* Begin Text block *

Here's what I would suggest.

If you have access to a microwave at the host's house, you can actually make Hollandaise easily without a stove and very little counter space. Before you go to your dinner, separate your eggs and put the yolks into a tupperware container. Put your butter into a separate tupperware container. You can keep them in the fridge at the host's house, along with the lemon. 

When dinner is close to ready, melt your butter in the microwave. While that's doing its thing, whisk the yolks and lemon juice together. Then keep right on whisking while drizzling the melted butter into it to form an emulsion.

It doesn't take any more than a few minutes. If you have a stick blender, it's even quicker.


----------



## Aunt Bea (Mar 17, 2016)

Who needs the stress on a holiday, I would talk to the hostess about substituting a simple dressing of lemon and butter or a mustard sauce.

This is an easy mustard sauce that I copied down from one of Jacques Pépin's old cooking shows.  It is great on asparagus, salads and as a sandwich spread if you omit the water.

Mustard Sauce
1/2 cup mayonnaise
2 tablespoons Dijon mustard
1 tablespoon red wine vinegar
black pepper to taste

Combine ingredients and thin with a tablespoon or two of water if the mixture is too thick.

Good luck and enjoy the holiday!


----------



## GotGarlic (Mar 17, 2016)

Aunt Bea, I like how you think! 

Another option is to drizzle with reduced balsamic vinegar and sprinkle with grated Parmigiano Reggiano cheese.


----------



## Kayelle (Mar 18, 2016)

I like how you think too Bea!
I can understand a hostess asking me to bring asparagus with sauce, but not specifically "hollandaise sauce". It sounds like she hasn't a clue about the issues with that request.


----------



## lyndalou (Mar 18, 2016)

Thanks. I was sure that I shouldn't make it early, but thought I'd see what you all think.  I will call her and make the change.  she probably has never made it before, so didn't know. Not going to use the packaged stuff. Probably go with the J. Pepin sauce. Sounds delicious. Thanks to all.


----------



## Dawgluver (Mar 18, 2016)

Ya know what, PF turned me on to the Knorr hollandaise and bearnaise sauces in the package, and they're pretty darned good!  Taste like the real deal.

* End Text block *

What is needed: In the hollandaise thread, what does Aunt Bea say the mustard sauce is made from? The material comes from a separate source unrelated to the hollandaise thread.

* Begin Collected data *

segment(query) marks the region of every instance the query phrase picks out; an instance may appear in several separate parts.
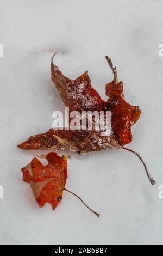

* End Collected data *

Correct result: It is made from 1/2 cup mayonnaise, 2 tablespoons Dijon mustard, 1 tablespoon red wine vinegar, and black pepper to taste.